Voir article précédent : Perte de temps

Cet article est la suite de l’article Perte de temps avec les smartphones

Chaque commandement doit être appliqué à un moment spécifique. Les Téfilines  doivent être mises le jour,  le Loulav pendant la fête de Souccot , les Tsitsit le jour également, etc…

En revanche au sujet de l’étude de Torah aucun temps spécifique lui a été accordé. En effet, chaque juif a l’obligation d’accomplir ce commandement dès qu’il peut étudier. D’ailleurs le Rambam (Hilkhot Talmoud Torah 1/8-10) enseigne : “Tout juif est soumis à l’obligation d’étudier la Torah, qu’il soit pauvre ou qu’il soit riche, qu’il soit en bonne santé ou un homme subissant une multitude d’épreuves (…) Parmi les sages d’Israël, il y en avait qui étaient bûcherons, d’autres puiseurs d’eau et d’autres aveugles, malgré tout ils s’affairaient à l’étude de Torah autant le jour que la nuit. Jusqu’à quand l’homme a-il l’obligation d’étudier la Torah? Jusqu’au jour de sa mort…”

Il est connu de tous que le péché le plus grave de la Torah est le « Bitoul Torah ». En effet dans le Yeroushalmi, traité Péa 5a, les Sages nous enseignent:

כשם ששכר תלמוד תורה כנגד כולם כך עונש ביטול תורה כנגד כולם

“De même que la récompense de l’étude de Torah est équivalent à la récompense de tous les commandants positifs réunis, ainsi la punition du Bitoul Torah est équivalente à la punition de toutes les transgressions réunies”

Cet enseignement affirme donc qu’annuler un instant la possibilité d’étudier la Torah est plus grave que toutes les transgressions de la Torah réunis. Celui qui fume pendant le Chabbat, ou celui qui mange un aliment interdit, transgresse une interdit qui est sans commune mesure avec la transgression de « Bitoul Torah ». (voir également Avot 3/7)

Bien que cet enseignement a été transmis, il y a près de deux milles ans, à des personnes très élevées spirituellement, la Torah étant éternelle s’adresse à toutes les générations.  Par conséquent, malgré notre niveau spirituel très affaibli, nous devons malgré tout mettre en œuvre tout ce qui est en notre pouvoir afin de ne pas transgresser cet interdit.

A présent, nous devons comprendre quelles est la portée de cette transgression. Or nous savons que dans la Torah, le nom d’une créature, d’un élément quelconque, voire d’une notion abstraite définit l’essence-même de ce qu’il désigne. Les noms ne sont pas choisi au hasard mais, bien au contraire, ils se doivent d’être précis.

=-=-=

▶ **Tâche donnée 1**
D'après le texte extrait, jusqu'à quand l'homme a-t-il l'obligation d'étudier la Torah selon le Rambam ?

=-=-=

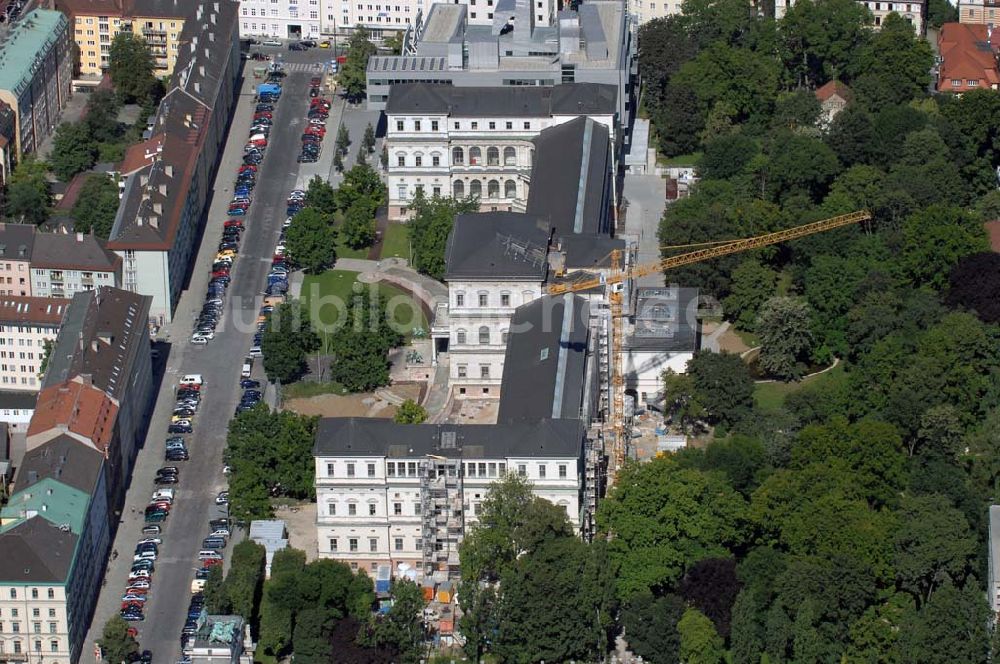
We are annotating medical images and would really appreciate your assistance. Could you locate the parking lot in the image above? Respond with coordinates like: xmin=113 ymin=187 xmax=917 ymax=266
xmin=81 ymin=48 xmax=344 ymax=662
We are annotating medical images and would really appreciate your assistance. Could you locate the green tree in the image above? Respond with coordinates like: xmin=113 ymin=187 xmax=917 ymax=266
xmin=361 ymin=122 xmax=375 ymax=154
xmin=108 ymin=30 xmax=157 ymax=104
xmin=202 ymin=565 xmax=233 ymax=615
xmin=597 ymin=457 xmax=748 ymax=599
xmin=342 ymin=198 xmax=375 ymax=249
xmin=330 ymin=290 xmax=403 ymax=392
xmin=306 ymin=175 xmax=337 ymax=215
xmin=894 ymin=494 xmax=977 ymax=606
xmin=722 ymin=258 xmax=778 ymax=331
xmin=337 ymin=25 xmax=376 ymax=102
xmin=73 ymin=173 xmax=119 ymax=240
xmin=285 ymin=207 xmax=337 ymax=274
xmin=393 ymin=399 xmax=427 ymax=424
xmin=899 ymin=205 xmax=987 ymax=288
xmin=406 ymin=194 xmax=479 ymax=279
xmin=260 ymin=301 xmax=320 ymax=384
xmin=4 ymin=155 xmax=52 ymax=225
xmin=852 ymin=14 xmax=934 ymax=111
xmin=49 ymin=122 xmax=97 ymax=182
xmin=98 ymin=616 xmax=139 ymax=664
xmin=677 ymin=609 xmax=726 ymax=664
xmin=358 ymin=579 xmax=424 ymax=662
xmin=757 ymin=297 xmax=813 ymax=380
xmin=687 ymin=351 xmax=753 ymax=425
xmin=620 ymin=592 xmax=686 ymax=664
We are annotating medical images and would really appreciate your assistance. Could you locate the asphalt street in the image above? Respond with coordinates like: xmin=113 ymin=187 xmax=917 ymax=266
xmin=81 ymin=49 xmax=344 ymax=662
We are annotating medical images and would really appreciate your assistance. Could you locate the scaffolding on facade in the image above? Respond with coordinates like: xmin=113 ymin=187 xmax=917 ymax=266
xmin=420 ymin=452 xmax=465 ymax=581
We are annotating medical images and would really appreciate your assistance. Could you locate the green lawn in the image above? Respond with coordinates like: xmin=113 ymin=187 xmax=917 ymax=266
xmin=379 ymin=222 xmax=410 ymax=260
xmin=753 ymin=363 xmax=846 ymax=411
xmin=292 ymin=270 xmax=430 ymax=339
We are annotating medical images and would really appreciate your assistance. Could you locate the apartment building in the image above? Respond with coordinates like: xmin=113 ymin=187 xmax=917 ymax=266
xmin=0 ymin=437 xmax=112 ymax=664
xmin=40 ymin=287 xmax=153 ymax=505
xmin=321 ymin=0 xmax=559 ymax=39
xmin=0 ymin=295 xmax=69 ymax=392
xmin=31 ymin=233 xmax=122 ymax=297
xmin=56 ymin=0 xmax=190 ymax=82
xmin=385 ymin=83 xmax=617 ymax=219
xmin=366 ymin=0 xmax=638 ymax=136
xmin=108 ymin=0 xmax=241 ymax=325
xmin=431 ymin=212 xmax=549 ymax=397
xmin=240 ymin=0 xmax=322 ymax=39
xmin=313 ymin=418 xmax=585 ymax=575
xmin=0 ymin=9 xmax=73 ymax=161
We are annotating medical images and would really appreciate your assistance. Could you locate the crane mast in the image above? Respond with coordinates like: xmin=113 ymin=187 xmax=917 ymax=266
xmin=548 ymin=210 xmax=871 ymax=486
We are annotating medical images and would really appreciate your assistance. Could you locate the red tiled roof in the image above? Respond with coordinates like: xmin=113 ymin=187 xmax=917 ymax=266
xmin=28 ymin=377 xmax=118 ymax=452
xmin=938 ymin=23 xmax=1000 ymax=92
xmin=816 ymin=80 xmax=854 ymax=103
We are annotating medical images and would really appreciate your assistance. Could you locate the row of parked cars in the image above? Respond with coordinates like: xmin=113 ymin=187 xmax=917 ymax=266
xmin=298 ymin=93 xmax=330 ymax=164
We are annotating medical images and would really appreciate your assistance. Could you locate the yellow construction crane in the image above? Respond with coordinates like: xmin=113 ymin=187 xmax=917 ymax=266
xmin=548 ymin=210 xmax=871 ymax=486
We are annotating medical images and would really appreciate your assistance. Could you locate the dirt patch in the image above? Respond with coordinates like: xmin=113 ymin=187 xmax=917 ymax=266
xmin=285 ymin=383 xmax=421 ymax=418
xmin=274 ymin=503 xmax=319 ymax=562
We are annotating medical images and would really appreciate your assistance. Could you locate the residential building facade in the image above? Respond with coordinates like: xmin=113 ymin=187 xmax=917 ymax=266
xmin=108 ymin=0 xmax=242 ymax=325
xmin=313 ymin=418 xmax=584 ymax=575
xmin=0 ymin=295 xmax=69 ymax=392
xmin=937 ymin=23 xmax=1000 ymax=94
xmin=0 ymin=437 xmax=112 ymax=664
xmin=0 ymin=9 xmax=73 ymax=160
xmin=385 ymin=83 xmax=617 ymax=219
xmin=56 ymin=0 xmax=189 ymax=83
xmin=366 ymin=0 xmax=638 ymax=136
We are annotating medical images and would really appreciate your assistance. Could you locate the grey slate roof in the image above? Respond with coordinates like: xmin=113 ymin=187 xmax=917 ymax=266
xmin=42 ymin=286 xmax=152 ymax=402
xmin=0 ymin=516 xmax=77 ymax=583
xmin=313 ymin=417 xmax=584 ymax=459
xmin=444 ymin=212 xmax=549 ymax=281
xmin=385 ymin=83 xmax=618 ymax=118
xmin=525 ymin=117 xmax=613 ymax=236
xmin=625 ymin=286 xmax=701 ymax=351
xmin=14 ymin=435 xmax=104 ymax=494
xmin=497 ymin=293 xmax=590 ymax=422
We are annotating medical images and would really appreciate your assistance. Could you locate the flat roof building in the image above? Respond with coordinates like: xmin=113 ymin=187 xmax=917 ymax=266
xmin=0 ymin=9 xmax=73 ymax=161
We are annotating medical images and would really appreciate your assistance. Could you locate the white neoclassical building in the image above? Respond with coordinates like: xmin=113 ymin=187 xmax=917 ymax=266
xmin=313 ymin=418 xmax=585 ymax=574
xmin=385 ymin=83 xmax=617 ymax=219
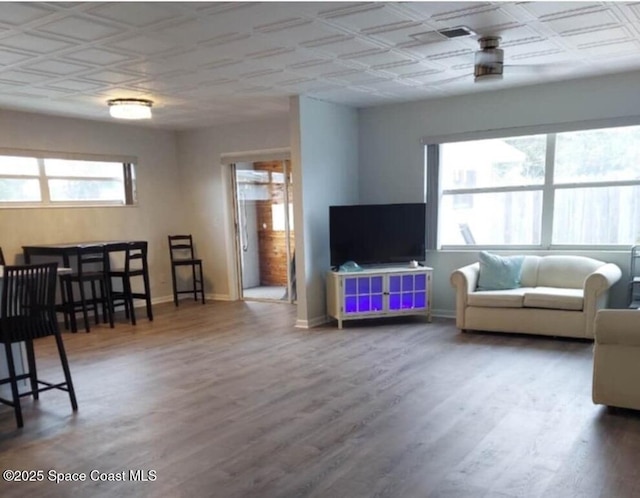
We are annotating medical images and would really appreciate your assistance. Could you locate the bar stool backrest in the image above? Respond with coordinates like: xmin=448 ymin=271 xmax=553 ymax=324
xmin=0 ymin=263 xmax=58 ymax=343
xmin=169 ymin=235 xmax=195 ymax=262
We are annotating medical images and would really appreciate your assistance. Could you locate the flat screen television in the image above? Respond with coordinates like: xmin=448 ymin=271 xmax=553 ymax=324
xmin=329 ymin=203 xmax=426 ymax=267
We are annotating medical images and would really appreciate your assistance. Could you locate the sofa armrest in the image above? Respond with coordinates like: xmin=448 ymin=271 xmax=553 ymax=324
xmin=584 ymin=263 xmax=622 ymax=338
xmin=450 ymin=263 xmax=480 ymax=329
xmin=595 ymin=310 xmax=640 ymax=347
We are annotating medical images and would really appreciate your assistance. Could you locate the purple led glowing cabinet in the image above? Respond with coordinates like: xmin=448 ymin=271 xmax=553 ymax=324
xmin=327 ymin=267 xmax=433 ymax=328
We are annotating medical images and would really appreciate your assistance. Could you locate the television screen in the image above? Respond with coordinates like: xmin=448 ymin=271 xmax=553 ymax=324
xmin=329 ymin=203 xmax=426 ymax=267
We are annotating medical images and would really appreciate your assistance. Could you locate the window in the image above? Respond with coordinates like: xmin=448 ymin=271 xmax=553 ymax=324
xmin=430 ymin=126 xmax=640 ymax=248
xmin=0 ymin=155 xmax=135 ymax=207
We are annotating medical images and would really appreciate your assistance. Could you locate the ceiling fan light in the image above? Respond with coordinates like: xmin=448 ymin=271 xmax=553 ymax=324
xmin=107 ymin=99 xmax=153 ymax=119
xmin=473 ymin=73 xmax=502 ymax=83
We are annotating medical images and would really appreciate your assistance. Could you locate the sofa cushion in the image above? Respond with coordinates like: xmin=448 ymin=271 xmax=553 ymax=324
xmin=537 ymin=256 xmax=605 ymax=289
xmin=523 ymin=287 xmax=584 ymax=311
xmin=467 ymin=287 xmax=530 ymax=308
xmin=478 ymin=251 xmax=524 ymax=291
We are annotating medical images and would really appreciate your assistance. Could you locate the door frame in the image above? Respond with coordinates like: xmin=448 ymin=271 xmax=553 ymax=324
xmin=220 ymin=147 xmax=295 ymax=304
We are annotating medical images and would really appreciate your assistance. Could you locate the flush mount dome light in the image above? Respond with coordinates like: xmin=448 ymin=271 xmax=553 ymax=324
xmin=107 ymin=99 xmax=153 ymax=119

=-=-=

▶ **Tâche donnée 2**
Extrayez des lignes ci-dessus toutes celles qui contiennent le mot « screen », en tenant compte de la casse.

▶ **Réponse finale 1**
Jusqu'au jour de sa mort.

▶ **Réponse finale 2**
We are annotating medical images and would really appreciate your assistance. Could you locate the flat screen television in the image above? Respond with coordinates like: xmin=448 ymin=271 xmax=553 ymax=324
We are annotating medical images and would really appreciate your assistance. Could you locate the television screen in the image above? Respond with coordinates like: xmin=448 ymin=271 xmax=553 ymax=324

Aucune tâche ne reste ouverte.